Start of Records for the task

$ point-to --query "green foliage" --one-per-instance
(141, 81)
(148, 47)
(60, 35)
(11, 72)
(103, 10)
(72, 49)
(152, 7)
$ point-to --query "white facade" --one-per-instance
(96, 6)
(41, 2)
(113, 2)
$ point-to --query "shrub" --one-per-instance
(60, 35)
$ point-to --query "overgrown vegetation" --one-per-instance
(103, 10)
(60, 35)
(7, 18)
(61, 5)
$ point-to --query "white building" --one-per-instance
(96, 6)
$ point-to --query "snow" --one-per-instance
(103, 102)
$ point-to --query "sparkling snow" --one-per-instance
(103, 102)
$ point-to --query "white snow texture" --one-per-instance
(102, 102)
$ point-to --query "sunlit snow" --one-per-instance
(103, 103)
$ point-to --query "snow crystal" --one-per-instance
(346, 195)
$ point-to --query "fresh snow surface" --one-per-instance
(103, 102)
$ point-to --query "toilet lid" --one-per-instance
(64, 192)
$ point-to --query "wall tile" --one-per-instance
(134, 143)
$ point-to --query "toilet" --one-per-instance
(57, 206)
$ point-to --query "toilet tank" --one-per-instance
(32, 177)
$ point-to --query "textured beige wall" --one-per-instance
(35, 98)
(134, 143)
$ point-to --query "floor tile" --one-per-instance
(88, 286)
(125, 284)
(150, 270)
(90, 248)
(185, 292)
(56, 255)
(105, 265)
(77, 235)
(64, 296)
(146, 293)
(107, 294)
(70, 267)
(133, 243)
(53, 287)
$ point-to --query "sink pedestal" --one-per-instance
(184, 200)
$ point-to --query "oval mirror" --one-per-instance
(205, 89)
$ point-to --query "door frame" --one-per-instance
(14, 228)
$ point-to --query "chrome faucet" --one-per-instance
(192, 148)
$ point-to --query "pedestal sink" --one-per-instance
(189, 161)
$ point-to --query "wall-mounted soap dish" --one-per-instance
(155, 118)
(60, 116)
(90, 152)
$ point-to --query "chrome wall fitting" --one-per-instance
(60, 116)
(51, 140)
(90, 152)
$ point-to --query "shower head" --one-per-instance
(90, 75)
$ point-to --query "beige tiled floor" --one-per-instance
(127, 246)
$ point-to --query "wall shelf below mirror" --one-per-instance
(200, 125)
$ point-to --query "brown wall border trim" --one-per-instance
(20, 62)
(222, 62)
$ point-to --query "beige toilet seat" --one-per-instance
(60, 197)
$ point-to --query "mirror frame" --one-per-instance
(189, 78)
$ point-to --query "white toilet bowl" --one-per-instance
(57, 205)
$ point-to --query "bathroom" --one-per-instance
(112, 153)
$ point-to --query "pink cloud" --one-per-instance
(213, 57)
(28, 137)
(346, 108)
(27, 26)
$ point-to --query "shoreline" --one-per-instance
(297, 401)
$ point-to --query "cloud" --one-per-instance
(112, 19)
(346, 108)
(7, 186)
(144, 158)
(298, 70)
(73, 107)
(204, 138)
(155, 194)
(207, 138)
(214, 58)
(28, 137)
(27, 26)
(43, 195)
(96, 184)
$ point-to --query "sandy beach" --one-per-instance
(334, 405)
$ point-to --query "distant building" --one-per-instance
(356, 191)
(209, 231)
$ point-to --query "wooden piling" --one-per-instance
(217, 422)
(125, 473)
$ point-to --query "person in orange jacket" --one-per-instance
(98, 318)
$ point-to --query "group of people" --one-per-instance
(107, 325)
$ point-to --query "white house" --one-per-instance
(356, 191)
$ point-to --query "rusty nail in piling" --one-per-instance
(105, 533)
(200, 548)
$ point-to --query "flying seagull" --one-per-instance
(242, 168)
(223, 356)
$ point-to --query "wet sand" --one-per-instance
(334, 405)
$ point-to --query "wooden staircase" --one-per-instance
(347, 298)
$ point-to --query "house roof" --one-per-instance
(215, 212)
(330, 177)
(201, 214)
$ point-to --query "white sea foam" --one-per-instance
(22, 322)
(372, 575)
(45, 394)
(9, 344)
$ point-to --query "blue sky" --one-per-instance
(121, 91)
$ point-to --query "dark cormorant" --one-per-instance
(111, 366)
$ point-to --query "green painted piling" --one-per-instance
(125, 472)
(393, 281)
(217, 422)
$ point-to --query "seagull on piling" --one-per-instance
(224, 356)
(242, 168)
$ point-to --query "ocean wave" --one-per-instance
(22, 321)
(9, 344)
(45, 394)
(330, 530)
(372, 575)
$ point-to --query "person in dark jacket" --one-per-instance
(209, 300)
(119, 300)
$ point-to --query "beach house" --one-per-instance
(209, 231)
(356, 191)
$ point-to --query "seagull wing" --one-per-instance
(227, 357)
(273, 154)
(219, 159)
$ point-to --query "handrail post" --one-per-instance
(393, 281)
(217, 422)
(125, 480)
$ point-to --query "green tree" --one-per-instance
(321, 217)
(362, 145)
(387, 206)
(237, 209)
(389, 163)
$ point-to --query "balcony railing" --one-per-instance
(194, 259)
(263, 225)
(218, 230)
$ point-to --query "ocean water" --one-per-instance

End of Records for the task

* **Exercise objective**
Please restate every line of the records exactly.

* **Written response**
$ point-to --query "green foliage" --one-per-instance
(141, 81)
(148, 47)
(60, 35)
(11, 72)
(103, 10)
(72, 49)
(152, 7)
$ point-to --query "white facade" --one-per-instance
(96, 6)
(41, 2)
(113, 2)
$ point-to --query "shrub" --one-per-instance
(60, 35)
$ point-to --query "overgrown vegetation" --one-per-instance
(103, 10)
(60, 35)
(7, 18)
(61, 5)
$ point-to --query "white building" --one-per-instance
(96, 6)
$ point-to --query "snow" --one-per-instance
(103, 102)
$ point-to --query "sparkling snow" --one-per-instance
(103, 102)
$ point-to --query "white snow texture" --one-per-instance
(102, 102)
$ point-to --query "sunlit snow" --one-per-instance
(103, 103)
$ point-to --query "snow crystal" --one-per-instance
(346, 195)
$ point-to --query "fresh snow surface" --one-per-instance
(103, 102)
$ point-to --query "toilet lid" --one-per-instance
(64, 192)
$ point-to --query "wall tile" --one-per-instance
(134, 143)
$ point-to --query "toilet" --one-per-instance
(57, 206)
$ point-to --query "toilet tank" --one-per-instance
(32, 177)
$ point-to --query "textured beige wall" --one-per-instance
(35, 98)
(134, 143)
$ point-to --query "floor tile" --one-per-instance
(88, 286)
(125, 284)
(150, 270)
(90, 248)
(185, 292)
(56, 255)
(105, 265)
(77, 235)
(64, 296)
(146, 293)
(107, 294)
(70, 267)
(133, 243)
(53, 287)
$ point-to --query "sink pedestal" --one-per-instance
(184, 200)
$ point-to --query "oval mirror" --one-per-instance
(205, 89)
$ point-to --query "door frame" --one-per-instance
(14, 228)
$ point-to --query "chrome faucet" --one-per-instance
(192, 148)
$ point-to --query "pedestal sink" --one-per-instance
(189, 161)
$ point-to --query "wall-mounted soap dish" --one-per-instance
(155, 118)
(60, 116)
(90, 152)
$ point-to --query "chrome wall fitting" --one-per-instance
(60, 116)
(51, 140)
(90, 152)
$ point-to --query "shower head" --one-per-instance
(90, 75)
$ point-to --query "beige tiled floor" --one-per-instance
(127, 246)
$ point-to --query "wall shelf below mirror" --one-per-instance
(200, 125)
$ point-to --query "brown wall border trim" --one-per-instance
(20, 62)
(222, 62)
$ point-to --query "beige toilet seat" --one-per-instance
(60, 197)
$ point-to --query "mirror frame" --one-per-instance
(189, 78)
$ point-to --query "white toilet bowl" --one-per-instance
(57, 205)
$ point-to --query "bathroom" --one-per-instance
(112, 153)
$ point-to --query "pink cloud" --one-per-instance
(213, 57)
(28, 137)
(346, 108)
(27, 26)
$ point-to --query "shoreline" --one-per-instance
(297, 401)
$ point-to --query "cloud" --one-per-instance
(112, 19)
(346, 108)
(7, 186)
(144, 158)
(298, 70)
(73, 107)
(204, 138)
(155, 194)
(207, 138)
(214, 58)
(28, 137)
(27, 26)
(43, 195)
(96, 184)
$ point-to --query "sandy beach" --one-per-instance
(334, 405)
$ point-to --query "distant building" --one-per-instance
(356, 191)
(209, 231)
$ point-to --query "wooden piling" --one-per-instance
(217, 422)
(125, 473)
$ point-to --query "person in orange jacket" --one-per-instance
(98, 318)
$ point-to --query "group of people" --one-per-instance
(107, 325)
$ point-to --query "white house" --one-per-instance
(356, 191)
$ point-to --query "rusty nail in piling" --one-per-instance
(105, 533)
(200, 548)
$ point-to --query "flying seagull" --one-per-instance
(242, 168)
(223, 356)
$ point-to --query "wet sand" --one-per-instance
(334, 405)
$ point-to --query "wooden staircase" --one-per-instance
(347, 298)
$ point-to --query "house roof" --one-per-instance
(215, 212)
(330, 177)
(201, 214)
$ point-to --query "white sea foam" --one-per-instance
(22, 322)
(372, 575)
(45, 394)
(9, 344)
$ point-to --query "blue sky" --one-per-instance
(121, 91)
$ point-to --query "dark cormorant" --one-per-instance
(111, 366)
$ point-to --query "green painted piling" --one-per-instance
(125, 472)
(393, 281)
(217, 422)
$ point-to --query "seagull on piling" --one-per-instance
(224, 356)
(242, 168)
$ point-to --query "ocean wave" --one-per-instance
(22, 321)
(9, 344)
(45, 394)
(330, 530)
(372, 575)
$ point-to --query "person in dark jacket" --one-per-instance
(209, 300)
(119, 300)
$ point-to --query "beach house" --one-per-instance
(209, 231)
(356, 191)
$ point-to --query "seagull wing" --one-per-instance
(227, 357)
(273, 154)
(219, 159)
$ point-to --query "handrail post" --one-per-instance
(393, 281)
(217, 422)
(125, 480)
$ point-to --query "green tree" --one-per-instance
(321, 217)
(362, 145)
(387, 206)
(237, 209)
(389, 163)
$ point-to --query "balcony railing" --one-per-instance
(194, 259)
(263, 225)
(218, 230)
$ point-to --query "ocean water" --one-per-instance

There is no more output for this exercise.